> [SHORT EXERCISE]: Count the lines in the data below that contain the string "bicycle", and reply with the number alone.

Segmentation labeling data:
* * * * * * *
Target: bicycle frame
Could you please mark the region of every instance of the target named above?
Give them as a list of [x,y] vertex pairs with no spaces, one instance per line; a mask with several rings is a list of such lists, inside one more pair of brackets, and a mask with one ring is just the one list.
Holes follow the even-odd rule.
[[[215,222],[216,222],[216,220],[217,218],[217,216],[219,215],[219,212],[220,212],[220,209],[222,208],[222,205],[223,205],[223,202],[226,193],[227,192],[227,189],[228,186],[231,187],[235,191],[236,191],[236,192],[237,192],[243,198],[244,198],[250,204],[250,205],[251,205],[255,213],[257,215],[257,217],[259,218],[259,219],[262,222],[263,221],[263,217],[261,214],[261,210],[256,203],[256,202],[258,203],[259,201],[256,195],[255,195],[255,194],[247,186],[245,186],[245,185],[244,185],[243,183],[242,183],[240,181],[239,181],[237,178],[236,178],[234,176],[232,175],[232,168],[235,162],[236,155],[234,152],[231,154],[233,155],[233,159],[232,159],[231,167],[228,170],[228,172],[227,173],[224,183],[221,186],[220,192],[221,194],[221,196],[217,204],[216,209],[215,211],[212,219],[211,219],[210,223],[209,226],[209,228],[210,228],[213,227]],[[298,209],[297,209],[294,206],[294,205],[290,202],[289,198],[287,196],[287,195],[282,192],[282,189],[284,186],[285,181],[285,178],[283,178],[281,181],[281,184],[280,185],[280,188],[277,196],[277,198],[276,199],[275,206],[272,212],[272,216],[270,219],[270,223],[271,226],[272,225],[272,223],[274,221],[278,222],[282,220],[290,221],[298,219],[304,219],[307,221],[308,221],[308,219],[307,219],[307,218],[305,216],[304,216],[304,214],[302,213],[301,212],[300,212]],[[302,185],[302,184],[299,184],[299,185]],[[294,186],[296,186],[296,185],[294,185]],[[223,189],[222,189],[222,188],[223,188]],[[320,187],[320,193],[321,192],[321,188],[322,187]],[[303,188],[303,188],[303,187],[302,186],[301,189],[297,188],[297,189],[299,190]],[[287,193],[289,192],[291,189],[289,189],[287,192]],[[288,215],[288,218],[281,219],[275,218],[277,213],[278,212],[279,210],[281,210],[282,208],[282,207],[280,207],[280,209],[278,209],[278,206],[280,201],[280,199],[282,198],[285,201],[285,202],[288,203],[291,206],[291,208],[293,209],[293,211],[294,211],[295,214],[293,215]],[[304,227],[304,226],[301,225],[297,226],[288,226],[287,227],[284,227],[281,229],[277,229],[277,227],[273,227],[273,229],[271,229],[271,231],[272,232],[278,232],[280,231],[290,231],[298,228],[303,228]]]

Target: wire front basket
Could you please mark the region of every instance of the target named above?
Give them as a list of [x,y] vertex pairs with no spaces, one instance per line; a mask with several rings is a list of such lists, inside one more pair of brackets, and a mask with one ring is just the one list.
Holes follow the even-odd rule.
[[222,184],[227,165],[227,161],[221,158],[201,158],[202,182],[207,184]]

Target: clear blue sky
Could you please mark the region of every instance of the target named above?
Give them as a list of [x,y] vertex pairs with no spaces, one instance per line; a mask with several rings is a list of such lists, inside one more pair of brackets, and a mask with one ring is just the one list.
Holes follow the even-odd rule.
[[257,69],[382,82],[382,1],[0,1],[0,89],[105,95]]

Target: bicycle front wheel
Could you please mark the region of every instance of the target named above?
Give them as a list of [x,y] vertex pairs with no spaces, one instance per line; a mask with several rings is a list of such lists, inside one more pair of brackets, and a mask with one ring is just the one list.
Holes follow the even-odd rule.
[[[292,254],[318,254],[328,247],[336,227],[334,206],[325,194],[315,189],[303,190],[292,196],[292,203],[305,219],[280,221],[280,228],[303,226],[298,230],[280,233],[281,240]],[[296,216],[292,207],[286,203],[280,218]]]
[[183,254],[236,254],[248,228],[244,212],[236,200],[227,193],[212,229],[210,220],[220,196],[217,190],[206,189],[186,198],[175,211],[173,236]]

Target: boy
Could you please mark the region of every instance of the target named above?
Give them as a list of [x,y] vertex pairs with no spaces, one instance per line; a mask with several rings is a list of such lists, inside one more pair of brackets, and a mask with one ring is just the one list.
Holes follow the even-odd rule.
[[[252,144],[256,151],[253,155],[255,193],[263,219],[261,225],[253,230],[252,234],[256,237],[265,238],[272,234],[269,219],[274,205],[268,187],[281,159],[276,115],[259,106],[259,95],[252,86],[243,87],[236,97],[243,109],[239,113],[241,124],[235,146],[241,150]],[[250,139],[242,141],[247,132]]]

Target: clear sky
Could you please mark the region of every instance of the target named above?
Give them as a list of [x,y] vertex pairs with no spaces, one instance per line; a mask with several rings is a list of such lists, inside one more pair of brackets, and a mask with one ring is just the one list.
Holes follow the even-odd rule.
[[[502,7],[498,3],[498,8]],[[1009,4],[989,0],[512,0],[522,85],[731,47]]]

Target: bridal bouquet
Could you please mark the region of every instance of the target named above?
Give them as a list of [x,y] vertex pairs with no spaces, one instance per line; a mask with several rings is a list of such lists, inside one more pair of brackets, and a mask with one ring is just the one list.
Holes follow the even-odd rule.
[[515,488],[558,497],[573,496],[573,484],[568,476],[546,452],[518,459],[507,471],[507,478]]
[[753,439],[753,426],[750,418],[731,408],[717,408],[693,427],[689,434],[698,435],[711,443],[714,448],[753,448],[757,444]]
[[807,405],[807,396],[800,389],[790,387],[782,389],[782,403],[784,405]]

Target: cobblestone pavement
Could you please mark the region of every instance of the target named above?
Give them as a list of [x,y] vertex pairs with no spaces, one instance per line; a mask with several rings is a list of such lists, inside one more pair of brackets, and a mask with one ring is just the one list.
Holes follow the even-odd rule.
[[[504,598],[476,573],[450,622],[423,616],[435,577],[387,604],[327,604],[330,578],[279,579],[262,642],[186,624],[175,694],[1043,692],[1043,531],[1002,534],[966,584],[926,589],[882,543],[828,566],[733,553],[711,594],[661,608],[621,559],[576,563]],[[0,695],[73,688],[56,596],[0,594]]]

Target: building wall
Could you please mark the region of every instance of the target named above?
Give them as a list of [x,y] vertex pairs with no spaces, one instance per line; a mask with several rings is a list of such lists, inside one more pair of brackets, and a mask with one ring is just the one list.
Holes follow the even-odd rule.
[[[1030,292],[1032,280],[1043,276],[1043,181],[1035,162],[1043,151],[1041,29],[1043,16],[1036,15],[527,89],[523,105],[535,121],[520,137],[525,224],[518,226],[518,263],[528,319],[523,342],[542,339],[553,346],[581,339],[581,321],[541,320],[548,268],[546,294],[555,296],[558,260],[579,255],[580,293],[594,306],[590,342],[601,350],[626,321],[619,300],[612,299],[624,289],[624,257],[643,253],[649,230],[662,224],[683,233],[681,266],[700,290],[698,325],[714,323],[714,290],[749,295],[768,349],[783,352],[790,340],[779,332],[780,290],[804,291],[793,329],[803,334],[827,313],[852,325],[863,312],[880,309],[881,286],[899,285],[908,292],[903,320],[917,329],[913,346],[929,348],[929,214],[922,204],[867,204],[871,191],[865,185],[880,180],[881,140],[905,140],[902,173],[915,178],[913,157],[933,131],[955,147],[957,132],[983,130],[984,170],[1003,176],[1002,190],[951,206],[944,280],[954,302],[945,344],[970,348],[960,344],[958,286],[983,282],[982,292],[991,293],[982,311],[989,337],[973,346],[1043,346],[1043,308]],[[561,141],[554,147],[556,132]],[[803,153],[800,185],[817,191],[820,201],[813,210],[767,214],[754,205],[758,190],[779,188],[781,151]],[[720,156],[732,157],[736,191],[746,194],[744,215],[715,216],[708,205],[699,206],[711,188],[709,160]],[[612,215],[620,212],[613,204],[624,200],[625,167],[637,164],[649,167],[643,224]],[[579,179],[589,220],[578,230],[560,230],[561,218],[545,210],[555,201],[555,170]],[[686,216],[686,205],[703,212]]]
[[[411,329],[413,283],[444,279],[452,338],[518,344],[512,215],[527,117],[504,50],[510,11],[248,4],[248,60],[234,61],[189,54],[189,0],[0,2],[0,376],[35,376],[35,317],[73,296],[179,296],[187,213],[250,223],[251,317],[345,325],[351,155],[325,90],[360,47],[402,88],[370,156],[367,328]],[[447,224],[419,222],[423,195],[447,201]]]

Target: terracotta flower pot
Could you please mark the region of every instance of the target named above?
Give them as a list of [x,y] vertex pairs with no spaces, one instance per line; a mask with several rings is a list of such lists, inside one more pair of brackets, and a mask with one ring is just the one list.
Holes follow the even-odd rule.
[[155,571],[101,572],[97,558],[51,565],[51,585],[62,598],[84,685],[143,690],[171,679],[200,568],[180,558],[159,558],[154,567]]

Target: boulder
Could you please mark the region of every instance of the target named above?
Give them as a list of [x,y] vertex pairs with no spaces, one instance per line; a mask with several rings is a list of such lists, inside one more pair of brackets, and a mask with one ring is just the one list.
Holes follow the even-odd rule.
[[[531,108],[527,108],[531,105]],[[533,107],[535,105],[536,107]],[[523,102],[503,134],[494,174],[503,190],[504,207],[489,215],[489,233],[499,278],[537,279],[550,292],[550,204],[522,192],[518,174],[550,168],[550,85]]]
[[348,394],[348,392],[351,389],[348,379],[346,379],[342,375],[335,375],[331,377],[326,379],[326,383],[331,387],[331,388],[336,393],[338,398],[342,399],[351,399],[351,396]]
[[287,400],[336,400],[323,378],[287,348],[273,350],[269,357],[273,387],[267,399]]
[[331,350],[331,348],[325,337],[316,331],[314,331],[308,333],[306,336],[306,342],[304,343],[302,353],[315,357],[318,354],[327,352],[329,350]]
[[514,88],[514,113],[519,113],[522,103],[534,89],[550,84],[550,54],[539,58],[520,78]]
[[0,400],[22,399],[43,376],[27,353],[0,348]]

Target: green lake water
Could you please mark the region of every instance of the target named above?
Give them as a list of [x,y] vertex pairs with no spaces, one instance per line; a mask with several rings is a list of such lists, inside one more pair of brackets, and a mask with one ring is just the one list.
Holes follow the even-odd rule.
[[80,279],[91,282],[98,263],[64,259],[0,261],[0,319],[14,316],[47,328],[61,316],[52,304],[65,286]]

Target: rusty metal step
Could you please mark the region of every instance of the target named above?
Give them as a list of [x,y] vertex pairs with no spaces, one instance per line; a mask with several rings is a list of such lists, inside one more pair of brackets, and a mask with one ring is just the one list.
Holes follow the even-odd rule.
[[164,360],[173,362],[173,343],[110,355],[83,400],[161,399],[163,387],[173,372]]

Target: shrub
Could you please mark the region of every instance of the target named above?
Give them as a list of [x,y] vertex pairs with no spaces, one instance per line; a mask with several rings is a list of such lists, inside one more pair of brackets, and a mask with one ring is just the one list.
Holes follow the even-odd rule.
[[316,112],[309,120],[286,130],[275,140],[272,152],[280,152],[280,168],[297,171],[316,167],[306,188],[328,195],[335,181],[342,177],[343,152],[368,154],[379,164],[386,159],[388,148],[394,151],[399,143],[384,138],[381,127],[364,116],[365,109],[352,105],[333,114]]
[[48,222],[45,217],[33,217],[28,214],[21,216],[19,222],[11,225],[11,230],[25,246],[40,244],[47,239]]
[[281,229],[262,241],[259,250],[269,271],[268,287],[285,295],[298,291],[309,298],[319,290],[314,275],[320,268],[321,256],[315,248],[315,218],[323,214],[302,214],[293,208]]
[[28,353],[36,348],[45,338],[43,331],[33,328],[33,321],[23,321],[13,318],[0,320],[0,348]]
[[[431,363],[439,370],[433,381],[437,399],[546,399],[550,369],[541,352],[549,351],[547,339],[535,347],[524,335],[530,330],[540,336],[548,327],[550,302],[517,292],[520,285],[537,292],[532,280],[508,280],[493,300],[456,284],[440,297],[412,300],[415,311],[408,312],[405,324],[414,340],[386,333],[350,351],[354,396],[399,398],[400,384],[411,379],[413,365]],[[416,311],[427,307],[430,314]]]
* * * * * * *
> [EXERCISE RESULT]: 2